Selected extract
Debt consolidation rolls all of your loans into a single, more manageable plan — but it’s not a silver bullet. Here’s what you need to know to see if consolidating your debts is a viable option.
We’ve all been there: The credit card bills are piling up until payday, when you’ll have some money in your account. But by the time payday finally rolls around, they’re piled so high that by the time you’ve paid them all, you’re already almost completely out of money until the next payday. This leaves you with some tough choices.
- Pay a chunk of each bill and put everything else you need to buy for the next two weeks on your credit cards?
- Skip paying a couple of the bills and hope that if you only miss the deadline by a week or two, the lender won’t notice?
- Pay only the minimum on all of them, figuring you’ll catch up next time?
- Delete the bills and reminders from your inbox and pretend you never saw them?
- Take out a payday loan and gamble that you’ll be OK once the next paycheck arrives?
None of these options are good, and a few of them will leave you in a situation that’s even worse than what you’re facing now, but with some lasting damage to your credit score.
If you’ve ever grappled with this, it might be time to consider a debt consolidation loan.
It’s possible to consolidate many different forms of debt, but it’s important to first figure out what’s best for your particular situation. For those struggling with credit card debt, payday loans, student loans or other personal debts, here’s a complete overview to help you make an informed decision about whether debt consolidation is the right choice for you.
What is debt consolidation?
Debt consolidation rolls all outstanding debts into a single monthly payment, usually with a lower interest rate. Because this involves combining multiple debts into a single loan, this is referred to as “consolidating” your debt.
Basically, borrowers take on a new, larger loan and use that money to pay off other existing loans that have higher interest rates. Debt consolidation could be a good option if borrowers have a lot of high-interest debts they need to pay off and are given favorable terms with a lower interest rate than their current debts.
The main goal of debt consolidation is to pay off high-interest debts first, like credit cards and payday loans. However, a lower interest rate isn’t always guaranteed and will depend on the borrower’s credit score, income, and other factors.
This is why debt consolidation isn’t always the best choice for everybody. Interest rates will vary, and borrowers with poor credit scores may be rejected, or receive worse terms than their existing debts.
It’s important to remember that debt consolidation will never wipe out your balance – you’re stuck with that unless you are able to negotiate forgiveness with your lenders. However, if you are able to get a lower interest rate on your new loan, you will usually save a boatload of money.
The pros and cons of consolidating your debts
Before jumping to a conclusion and applying for loans, it’s important to consider the potential benefits and drawbacks of debt consolidation.

Supplied records
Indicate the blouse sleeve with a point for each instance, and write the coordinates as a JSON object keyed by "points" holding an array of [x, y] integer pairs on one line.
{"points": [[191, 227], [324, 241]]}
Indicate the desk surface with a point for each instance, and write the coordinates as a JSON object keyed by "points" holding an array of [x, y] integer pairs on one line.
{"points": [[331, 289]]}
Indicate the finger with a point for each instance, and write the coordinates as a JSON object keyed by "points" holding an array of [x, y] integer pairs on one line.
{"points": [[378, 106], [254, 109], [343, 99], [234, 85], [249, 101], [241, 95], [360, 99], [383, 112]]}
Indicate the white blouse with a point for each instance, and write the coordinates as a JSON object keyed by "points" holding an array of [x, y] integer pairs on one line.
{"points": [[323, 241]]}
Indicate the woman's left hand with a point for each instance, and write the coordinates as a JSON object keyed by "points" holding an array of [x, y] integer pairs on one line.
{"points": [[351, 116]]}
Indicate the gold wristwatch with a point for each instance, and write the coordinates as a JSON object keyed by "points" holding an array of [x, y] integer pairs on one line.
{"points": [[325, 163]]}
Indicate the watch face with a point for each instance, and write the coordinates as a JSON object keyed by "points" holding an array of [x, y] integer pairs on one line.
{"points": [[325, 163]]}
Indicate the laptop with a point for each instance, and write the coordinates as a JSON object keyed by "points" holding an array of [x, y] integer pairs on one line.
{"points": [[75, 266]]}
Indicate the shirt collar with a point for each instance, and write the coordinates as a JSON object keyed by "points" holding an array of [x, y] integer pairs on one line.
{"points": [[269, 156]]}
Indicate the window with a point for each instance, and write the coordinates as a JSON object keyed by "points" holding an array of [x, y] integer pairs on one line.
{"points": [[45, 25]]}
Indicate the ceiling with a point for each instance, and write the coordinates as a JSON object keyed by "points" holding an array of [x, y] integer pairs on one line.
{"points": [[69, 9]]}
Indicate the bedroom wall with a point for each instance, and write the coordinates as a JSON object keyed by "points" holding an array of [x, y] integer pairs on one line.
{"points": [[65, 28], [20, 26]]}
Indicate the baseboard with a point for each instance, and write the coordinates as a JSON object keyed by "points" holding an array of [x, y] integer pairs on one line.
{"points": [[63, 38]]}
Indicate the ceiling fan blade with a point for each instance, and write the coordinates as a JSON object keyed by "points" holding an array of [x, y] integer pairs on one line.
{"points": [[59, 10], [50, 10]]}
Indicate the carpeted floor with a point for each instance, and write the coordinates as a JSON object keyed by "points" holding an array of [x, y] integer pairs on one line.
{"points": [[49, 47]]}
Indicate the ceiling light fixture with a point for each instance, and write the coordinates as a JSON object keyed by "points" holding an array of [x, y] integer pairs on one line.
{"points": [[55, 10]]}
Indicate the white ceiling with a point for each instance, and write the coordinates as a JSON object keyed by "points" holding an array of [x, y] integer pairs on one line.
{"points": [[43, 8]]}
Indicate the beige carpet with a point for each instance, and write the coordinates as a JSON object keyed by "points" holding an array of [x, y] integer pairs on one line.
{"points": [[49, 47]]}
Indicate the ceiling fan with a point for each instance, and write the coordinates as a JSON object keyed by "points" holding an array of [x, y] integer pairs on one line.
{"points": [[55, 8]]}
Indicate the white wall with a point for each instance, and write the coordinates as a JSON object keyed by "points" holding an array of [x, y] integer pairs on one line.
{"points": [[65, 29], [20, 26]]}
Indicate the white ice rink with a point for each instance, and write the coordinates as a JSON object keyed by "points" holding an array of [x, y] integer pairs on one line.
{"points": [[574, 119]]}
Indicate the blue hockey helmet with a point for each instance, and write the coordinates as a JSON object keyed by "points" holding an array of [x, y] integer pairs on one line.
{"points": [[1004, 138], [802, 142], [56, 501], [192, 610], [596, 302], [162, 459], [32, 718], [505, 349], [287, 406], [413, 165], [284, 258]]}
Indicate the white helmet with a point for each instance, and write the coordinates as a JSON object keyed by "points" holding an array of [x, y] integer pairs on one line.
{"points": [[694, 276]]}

Actions to take
A. According to the article on debt consolidation, what determines whether a borrower gets a lower interest rate?
B. Translate this sentence from the article on debt consolidation into Spanish: "Debt consolidation rolls all outstanding debts into a single monthly payment, usually with a lower interest rate."

Results
A. It depends on the borrower's credit score, income, and other factors.

B. La consolidación de deudas agrupa todas las deudas pendientes en un único pago mensual, normalmente con una tasa de interés más baja.